> _TO DO_:
Give the part of the material that opens with the line containing "indicate the bird's red" and runs through its final line as a numbered list, leaving out any blank lines.
━━━━━ RAW DATA ━━━━━
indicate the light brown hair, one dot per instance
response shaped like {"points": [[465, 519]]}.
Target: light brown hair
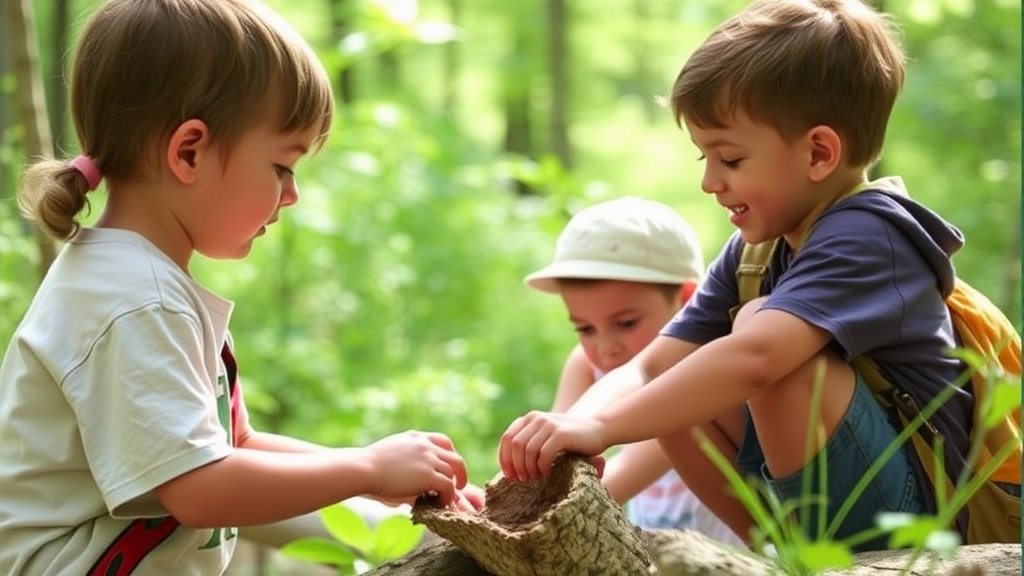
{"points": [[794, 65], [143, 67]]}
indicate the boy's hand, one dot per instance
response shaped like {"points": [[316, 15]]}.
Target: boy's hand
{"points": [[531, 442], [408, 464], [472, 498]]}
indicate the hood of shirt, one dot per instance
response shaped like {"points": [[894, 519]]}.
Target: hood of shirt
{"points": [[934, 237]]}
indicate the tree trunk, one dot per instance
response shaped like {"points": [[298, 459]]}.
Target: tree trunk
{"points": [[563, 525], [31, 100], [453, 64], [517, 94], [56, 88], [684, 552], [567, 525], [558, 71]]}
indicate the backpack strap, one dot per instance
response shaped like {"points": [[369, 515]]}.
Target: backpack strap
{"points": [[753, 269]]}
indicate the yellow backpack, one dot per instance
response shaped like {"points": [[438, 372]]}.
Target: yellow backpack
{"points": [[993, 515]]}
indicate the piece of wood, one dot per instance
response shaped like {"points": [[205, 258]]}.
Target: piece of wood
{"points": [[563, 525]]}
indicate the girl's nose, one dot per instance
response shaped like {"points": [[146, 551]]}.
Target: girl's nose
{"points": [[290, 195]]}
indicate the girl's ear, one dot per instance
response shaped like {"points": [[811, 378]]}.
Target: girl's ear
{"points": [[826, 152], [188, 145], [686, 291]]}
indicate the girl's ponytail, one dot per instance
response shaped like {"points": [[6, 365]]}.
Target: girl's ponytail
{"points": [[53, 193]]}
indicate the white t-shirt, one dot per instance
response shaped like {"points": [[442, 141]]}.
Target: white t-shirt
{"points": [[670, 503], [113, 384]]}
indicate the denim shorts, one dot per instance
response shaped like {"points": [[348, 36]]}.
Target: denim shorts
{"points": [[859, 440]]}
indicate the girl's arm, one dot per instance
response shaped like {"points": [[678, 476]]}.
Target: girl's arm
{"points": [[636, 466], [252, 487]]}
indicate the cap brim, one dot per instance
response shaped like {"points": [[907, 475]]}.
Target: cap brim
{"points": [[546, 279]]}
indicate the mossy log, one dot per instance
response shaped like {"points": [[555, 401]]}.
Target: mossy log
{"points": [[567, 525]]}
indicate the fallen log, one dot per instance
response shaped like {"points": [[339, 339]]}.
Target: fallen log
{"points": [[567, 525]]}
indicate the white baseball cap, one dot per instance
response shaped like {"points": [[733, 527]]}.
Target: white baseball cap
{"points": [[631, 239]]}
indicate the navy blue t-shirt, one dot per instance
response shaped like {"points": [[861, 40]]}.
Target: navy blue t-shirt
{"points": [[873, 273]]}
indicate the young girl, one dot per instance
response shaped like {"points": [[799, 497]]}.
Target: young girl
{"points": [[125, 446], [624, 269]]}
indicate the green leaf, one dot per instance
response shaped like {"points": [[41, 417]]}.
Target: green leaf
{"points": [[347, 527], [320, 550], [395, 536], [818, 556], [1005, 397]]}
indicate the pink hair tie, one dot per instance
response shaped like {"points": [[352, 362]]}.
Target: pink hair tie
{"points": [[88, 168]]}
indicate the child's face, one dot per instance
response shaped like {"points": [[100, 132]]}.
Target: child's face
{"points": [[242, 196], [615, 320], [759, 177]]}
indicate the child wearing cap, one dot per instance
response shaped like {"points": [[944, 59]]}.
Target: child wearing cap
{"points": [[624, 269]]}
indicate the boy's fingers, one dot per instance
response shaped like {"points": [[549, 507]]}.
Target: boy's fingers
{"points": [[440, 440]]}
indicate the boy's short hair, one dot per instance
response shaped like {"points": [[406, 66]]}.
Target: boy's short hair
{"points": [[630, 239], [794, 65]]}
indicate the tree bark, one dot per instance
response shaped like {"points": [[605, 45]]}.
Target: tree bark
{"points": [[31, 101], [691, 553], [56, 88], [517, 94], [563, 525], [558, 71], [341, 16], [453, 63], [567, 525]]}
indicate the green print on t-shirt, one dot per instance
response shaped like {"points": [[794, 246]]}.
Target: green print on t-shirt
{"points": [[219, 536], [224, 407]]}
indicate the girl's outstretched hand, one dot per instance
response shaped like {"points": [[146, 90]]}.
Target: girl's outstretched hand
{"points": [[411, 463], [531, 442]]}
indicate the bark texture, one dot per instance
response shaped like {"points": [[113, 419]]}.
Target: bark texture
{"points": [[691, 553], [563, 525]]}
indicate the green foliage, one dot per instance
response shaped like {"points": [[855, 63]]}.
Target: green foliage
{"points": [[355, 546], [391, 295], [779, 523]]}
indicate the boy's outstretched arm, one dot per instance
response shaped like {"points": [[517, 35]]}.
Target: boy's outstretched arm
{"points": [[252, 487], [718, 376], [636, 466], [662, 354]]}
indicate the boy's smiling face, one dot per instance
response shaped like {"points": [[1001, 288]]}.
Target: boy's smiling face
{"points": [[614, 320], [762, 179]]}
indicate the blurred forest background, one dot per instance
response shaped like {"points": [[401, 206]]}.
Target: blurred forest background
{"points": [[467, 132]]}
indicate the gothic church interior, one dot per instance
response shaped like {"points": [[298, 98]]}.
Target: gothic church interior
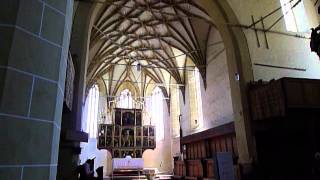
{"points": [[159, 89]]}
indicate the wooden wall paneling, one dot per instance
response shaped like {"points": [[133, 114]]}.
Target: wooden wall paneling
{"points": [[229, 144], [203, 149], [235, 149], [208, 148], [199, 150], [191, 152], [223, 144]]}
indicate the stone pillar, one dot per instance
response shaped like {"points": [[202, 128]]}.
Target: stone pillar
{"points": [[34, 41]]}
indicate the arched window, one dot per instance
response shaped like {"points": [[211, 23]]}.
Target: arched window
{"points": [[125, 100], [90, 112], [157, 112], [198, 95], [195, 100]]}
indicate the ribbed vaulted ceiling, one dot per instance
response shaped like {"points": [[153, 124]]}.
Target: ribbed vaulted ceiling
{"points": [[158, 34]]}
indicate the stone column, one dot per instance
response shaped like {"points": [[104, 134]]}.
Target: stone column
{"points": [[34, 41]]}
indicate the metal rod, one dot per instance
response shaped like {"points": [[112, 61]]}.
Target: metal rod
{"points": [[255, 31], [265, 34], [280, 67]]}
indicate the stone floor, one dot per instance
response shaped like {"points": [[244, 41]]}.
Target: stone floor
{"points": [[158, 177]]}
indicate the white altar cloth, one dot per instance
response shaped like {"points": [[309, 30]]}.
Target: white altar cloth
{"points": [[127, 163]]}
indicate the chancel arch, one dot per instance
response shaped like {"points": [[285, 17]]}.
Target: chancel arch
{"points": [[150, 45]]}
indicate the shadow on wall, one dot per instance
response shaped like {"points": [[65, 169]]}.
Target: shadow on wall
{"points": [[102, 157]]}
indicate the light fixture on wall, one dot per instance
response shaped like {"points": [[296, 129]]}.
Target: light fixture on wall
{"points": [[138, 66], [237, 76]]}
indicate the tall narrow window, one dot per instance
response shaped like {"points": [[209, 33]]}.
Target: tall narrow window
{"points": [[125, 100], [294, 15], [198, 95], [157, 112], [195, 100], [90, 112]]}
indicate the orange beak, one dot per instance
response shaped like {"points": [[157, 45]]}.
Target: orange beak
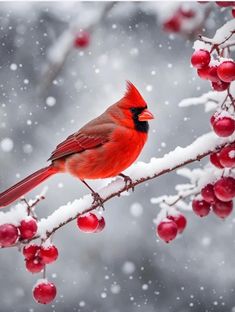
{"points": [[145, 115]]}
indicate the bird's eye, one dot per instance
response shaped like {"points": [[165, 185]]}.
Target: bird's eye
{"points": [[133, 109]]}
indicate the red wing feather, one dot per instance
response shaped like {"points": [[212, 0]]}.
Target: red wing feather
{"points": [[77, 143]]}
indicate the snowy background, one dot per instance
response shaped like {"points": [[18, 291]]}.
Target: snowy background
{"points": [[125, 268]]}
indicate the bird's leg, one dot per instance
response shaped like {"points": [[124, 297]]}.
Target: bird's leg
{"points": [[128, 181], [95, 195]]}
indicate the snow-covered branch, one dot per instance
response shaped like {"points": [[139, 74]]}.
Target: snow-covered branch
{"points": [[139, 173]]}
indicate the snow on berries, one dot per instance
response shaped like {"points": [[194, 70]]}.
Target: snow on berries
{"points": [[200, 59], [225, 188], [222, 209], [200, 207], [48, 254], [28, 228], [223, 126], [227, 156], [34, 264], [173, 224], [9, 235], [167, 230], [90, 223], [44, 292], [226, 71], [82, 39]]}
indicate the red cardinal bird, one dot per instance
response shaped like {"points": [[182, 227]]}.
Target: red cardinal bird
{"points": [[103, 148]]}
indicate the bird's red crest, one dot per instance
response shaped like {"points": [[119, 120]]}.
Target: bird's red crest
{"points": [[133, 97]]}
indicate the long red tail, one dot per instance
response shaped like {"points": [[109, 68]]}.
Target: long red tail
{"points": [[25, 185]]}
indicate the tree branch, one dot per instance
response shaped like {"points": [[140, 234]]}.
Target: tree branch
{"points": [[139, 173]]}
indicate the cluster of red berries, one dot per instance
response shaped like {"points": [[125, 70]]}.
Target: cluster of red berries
━━━━━
> _ANSWER TO THE TASK_:
1. indicate the bird's red crest, one dot per instance
2. response shaped like {"points": [[119, 120]]}.
3. Target: bird's red crest
4. {"points": [[133, 97]]}
5. indicate the long red tail, one dot per instance
6. response shaped like {"points": [[109, 68]]}.
7. Target: long red tail
8. {"points": [[25, 185]]}
9. indicate the tree branch, one dot per instance
10. response shaped like {"points": [[140, 234]]}.
11. Target: tree branch
12. {"points": [[139, 173]]}
13. indicate the cluster of red berries, one dot per instance
14. response shaped like {"points": [[125, 70]]}.
15. Target: cluster of red berries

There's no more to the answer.